SELECTED PASSAGE
↓↓↓
In the following, we describe an approach to develop such a tool that analyzes and constructs geometrical models of architectural façades based in different AI techniques and computer vision technologies. This approach assumes that all the analysis must be done over a single photograph (probably taken with a mobile phone or typical camera) and without any other particular knowledge about the target. This assumption is a quite restrictive one as many advanced technologies as photogrammetry (Taddia et al., 2020) (construction of a 3D model from several pictures of the subject taken from different points of view), 3D scanning (Wojtkowska et al., 2021) and so on could provide much more precise results. However, we do not take into account these techniques and tools as they are not usually available for the general public.

4.1 The Problem of Perspective in Photographies

One of the first problems in order to automatically analyze a façade that has been photographed is the effects of the perspective (Soycan & Soycan, 2019). These perspective effects produce that the proportions and angles presented in the façade are not maintained in the photograph (which is a 2D representation of a 3D object). Here, it is important to remark that the human brain has evolved to be able to overcome those effects and can usually infer some geometrical properties in the photograph. Let’s take as an example Fig. 8 where 2 buildings are depicted in a synthetic render. It is obvious that from the perspective chosen some of the elements in the façades are not represented at the same scale (the green circles in Fig. 9) and are deformed (the green circles are depicted as ellipses) and some parallel lines (the red ones) are not really parallel in the photograph. However, our brain can easily overcome those difficulties and can instantly recognize that the ellipses represent circles of the same size in the façade and that the red lines are parallel ones in the real world. We think that eliciting these issues regarding perspective effects in traditional perspective drawing and photography is a very interesting topic as they can remain unnoticed by the public due to the good job that our brain does interpreting drawings and photographs.

Fig. 8
figure 8

Synthetic render of two buildings

Fig. 9
figure 9

Perspective distortions over elements in the façade: green circles are depicted as ellipses with different sizes, and parallel lines (in red) are depicted as not parallel

In fact, to partially avoid those perspective effects, it would be necessary to make the photograph in a very particular scenario: we need to use specialized perspective corrected lenses, shoot at an appropriate angle in which the sensor of the camera is parallel to the façade plane and as close to the center of the façade both in the horizontal and vertical axes (which is usually not possible as the photographer cannot usually put the camera at the appropriate height). In Fig. 10, we depict the previous façade simulating those ideal conditions and we can see that the effects of the perspective are minimized.

Fig. 10
figure 10

Using a particular lens configuration and carefully choosing the angle and camera position, the perspective effects are minimized

4.2 Correcting Perspective Issues in Façades

Fortunately, today we can use computers in order to apply transformations on photographs to rectify the perspective-related issues. Image rectification consists of a transformation process in which the original image is projected onto a different plane (in our case, a plane that makes the façade plane and the sensor of the camera to be parallel). In order to do this rectification, a projective transformation must be applied. If we know the camera angles with regard to the façade plane it is possible to compute the precise projective transformation that should be applied Soycan and Soycan (2019). These camera angles are usually called yaw (rotation around the vertical axis), pitch (rotation around the side-to-side axis) and roll (rotation around the front to back axis). For example, in Fig. 8 the angles of the camera were set as \(yaw=45^{\circ }\), \(pitch=15^{\circ }\) and \(roll=0^{\circ }\).
↑↑↑
RECORD EXTRACTS
↓↓↓
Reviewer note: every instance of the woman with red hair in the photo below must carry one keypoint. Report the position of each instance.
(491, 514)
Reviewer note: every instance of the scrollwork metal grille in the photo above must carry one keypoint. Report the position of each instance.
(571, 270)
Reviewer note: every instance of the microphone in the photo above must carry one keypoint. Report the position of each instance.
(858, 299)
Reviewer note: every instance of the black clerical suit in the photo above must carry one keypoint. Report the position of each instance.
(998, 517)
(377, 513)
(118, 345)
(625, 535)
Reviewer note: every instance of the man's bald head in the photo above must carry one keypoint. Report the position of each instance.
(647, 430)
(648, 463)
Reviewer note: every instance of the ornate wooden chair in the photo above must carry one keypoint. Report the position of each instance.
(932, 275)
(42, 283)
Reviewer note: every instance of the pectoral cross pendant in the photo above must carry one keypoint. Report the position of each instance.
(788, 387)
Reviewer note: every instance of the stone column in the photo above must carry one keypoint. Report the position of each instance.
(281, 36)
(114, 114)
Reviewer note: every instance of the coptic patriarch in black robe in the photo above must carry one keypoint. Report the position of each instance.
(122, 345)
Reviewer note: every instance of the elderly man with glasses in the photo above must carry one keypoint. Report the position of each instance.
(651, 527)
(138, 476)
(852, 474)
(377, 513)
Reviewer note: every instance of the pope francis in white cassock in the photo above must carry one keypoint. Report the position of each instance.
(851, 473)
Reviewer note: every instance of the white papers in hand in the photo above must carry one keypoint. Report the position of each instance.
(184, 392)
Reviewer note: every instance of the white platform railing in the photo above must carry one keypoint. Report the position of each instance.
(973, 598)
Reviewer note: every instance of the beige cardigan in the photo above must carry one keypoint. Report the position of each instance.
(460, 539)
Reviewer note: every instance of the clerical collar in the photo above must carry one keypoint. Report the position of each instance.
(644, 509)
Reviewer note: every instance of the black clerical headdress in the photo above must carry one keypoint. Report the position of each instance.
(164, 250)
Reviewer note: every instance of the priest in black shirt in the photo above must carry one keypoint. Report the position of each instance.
↑↑↑
GIVEN PROBLEM A
Answer these about the passage on façade perspective above:
(i) What does photogrammetry do, according to the passage?
(ii) Around which axis is yaw a rotation?
(iii) What were the yaw, pitch, and roll angles of the camera set to in Fig. 8?
GIVEN PROBLEM B
Pick up the passage on façade perspective after its last sentence and keep writing it.

TASK ANSWER A
(i) It builds a 3D model from several pictures of the subject taken from different points of view.
(ii) The vertical axis.
(iii) Yaw 45°, pitch 15°, roll 0°.

TASK ANSWER B
In our approach, we assume that we do not know those angles. However, we must note that many cameras nowadays (specially the ones integrated into mobile phones) have built-in sensors to measure that angles. Having a reasonable approximation of those rotations could be very helpful in the rectification process.

An approach to compute those angles (and even different parameters of the lens and camera) is offered in some panoramic creation software such as Panorama Tools (2007). One of the modules of this software (PTOptimizer) can take as an input a photograph and a list of lines which are identified as vertical and horizontal lines of the façade that we want to use as the rectification plane. From this information, the program executes several optimization algorithms and as a result provides an estimation of the yaw, pitch and roll and also the camera lenses’ focal length.

4.3 The Hough Transform to Identify Basic Geometries in an Image

Therefore, in order to obtain the camera orientation we need to identify vertical and horizontal lines in the façade that we want to rectify. To do so, we propose the use of the Hough transform (Duda & Hart, 1972; Ballard, 1981). This transform allows detecting analytically defined shapes. In our case, the shapes that we want to detect are straight lines and thus, to do so, the image in which the transform is going to be applied is usually filtered by means of a Canny filter (Canny, 1986) which emphasizes all edges (abrupt changes in illumination) in the original image.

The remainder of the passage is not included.